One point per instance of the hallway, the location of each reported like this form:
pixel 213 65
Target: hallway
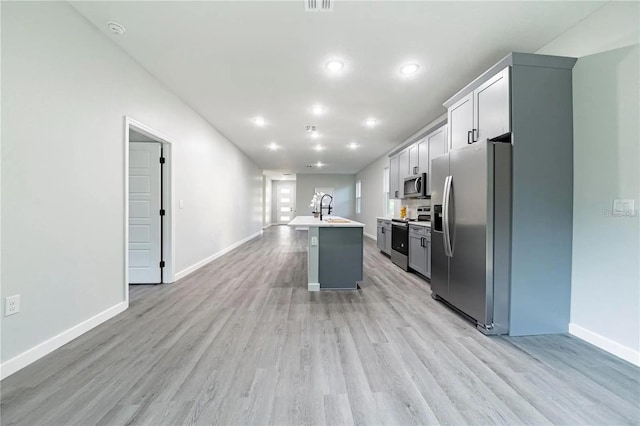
pixel 241 341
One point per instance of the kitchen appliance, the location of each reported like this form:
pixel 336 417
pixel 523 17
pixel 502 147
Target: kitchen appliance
pixel 416 186
pixel 400 242
pixel 471 232
pixel 424 213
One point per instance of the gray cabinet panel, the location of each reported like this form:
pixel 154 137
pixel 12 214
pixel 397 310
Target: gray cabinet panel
pixel 340 258
pixel 387 237
pixel 437 142
pixel 491 107
pixel 380 237
pixel 418 249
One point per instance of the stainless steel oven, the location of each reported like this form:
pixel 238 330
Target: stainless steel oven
pixel 400 243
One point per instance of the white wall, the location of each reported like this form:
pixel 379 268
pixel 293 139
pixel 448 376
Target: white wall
pixel 65 91
pixel 344 198
pixel 605 296
pixel 605 284
pixel 267 187
pixel 372 196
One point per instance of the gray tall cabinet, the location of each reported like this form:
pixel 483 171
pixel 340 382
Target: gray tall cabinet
pixel 530 97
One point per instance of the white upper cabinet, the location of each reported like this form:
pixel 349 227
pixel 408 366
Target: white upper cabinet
pixel 482 114
pixel 491 107
pixel 403 166
pixel 414 160
pixel 394 182
pixel 423 156
pixel 460 119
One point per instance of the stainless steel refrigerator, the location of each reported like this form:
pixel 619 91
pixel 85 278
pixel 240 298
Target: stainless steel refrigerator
pixel 471 232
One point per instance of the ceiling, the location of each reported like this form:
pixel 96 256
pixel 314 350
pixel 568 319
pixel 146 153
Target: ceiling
pixel 234 60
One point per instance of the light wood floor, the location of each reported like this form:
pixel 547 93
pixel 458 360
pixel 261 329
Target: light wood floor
pixel 241 341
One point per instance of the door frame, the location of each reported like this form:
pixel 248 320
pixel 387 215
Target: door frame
pixel 168 224
pixel 292 185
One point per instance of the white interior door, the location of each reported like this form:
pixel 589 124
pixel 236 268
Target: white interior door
pixel 285 202
pixel 144 213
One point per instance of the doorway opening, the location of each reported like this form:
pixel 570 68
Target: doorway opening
pixel 149 250
pixel 285 197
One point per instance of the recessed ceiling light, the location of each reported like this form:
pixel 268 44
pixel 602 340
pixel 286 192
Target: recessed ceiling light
pixel 335 65
pixel 370 122
pixel 116 28
pixel 409 69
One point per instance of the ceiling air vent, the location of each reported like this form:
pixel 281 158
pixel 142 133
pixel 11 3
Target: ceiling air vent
pixel 318 5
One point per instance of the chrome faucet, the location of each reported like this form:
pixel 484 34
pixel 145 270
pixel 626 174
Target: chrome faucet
pixel 322 207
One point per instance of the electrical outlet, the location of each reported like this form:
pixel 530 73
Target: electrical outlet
pixel 11 305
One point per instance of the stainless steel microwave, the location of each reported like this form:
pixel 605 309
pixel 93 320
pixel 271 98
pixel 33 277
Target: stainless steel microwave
pixel 416 186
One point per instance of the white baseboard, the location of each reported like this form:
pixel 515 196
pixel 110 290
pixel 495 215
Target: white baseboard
pixel 213 257
pixel 604 343
pixel 20 361
pixel 373 237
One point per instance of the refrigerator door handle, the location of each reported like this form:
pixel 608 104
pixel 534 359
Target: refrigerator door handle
pixel 450 226
pixel 445 214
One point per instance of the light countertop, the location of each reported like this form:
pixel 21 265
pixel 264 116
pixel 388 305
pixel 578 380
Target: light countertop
pixel 311 221
pixel 421 223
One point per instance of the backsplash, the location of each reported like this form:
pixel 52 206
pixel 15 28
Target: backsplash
pixel 412 206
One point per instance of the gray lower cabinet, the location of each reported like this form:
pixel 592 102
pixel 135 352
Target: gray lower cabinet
pixel 387 237
pixel 384 236
pixel 419 249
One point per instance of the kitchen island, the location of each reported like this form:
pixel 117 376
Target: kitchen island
pixel 335 252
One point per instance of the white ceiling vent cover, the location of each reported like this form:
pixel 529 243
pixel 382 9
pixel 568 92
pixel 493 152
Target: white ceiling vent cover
pixel 318 5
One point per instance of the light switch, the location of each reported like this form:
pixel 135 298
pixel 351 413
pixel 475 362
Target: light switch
pixel 623 207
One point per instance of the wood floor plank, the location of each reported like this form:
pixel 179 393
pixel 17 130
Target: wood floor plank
pixel 242 342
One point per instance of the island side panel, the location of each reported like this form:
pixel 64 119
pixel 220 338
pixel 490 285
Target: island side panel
pixel 312 260
pixel 340 258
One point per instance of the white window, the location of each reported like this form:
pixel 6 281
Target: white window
pixel 358 196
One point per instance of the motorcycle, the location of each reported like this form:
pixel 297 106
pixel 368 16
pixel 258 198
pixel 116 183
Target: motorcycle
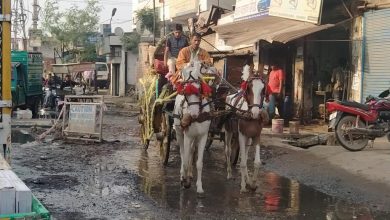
·····
◆ What is required:
Pull every line holding "motorcycle" out of the records.

◆ Task answer:
One point per instance of the motorcycle, the location of each reported like this form:
Target: motorcycle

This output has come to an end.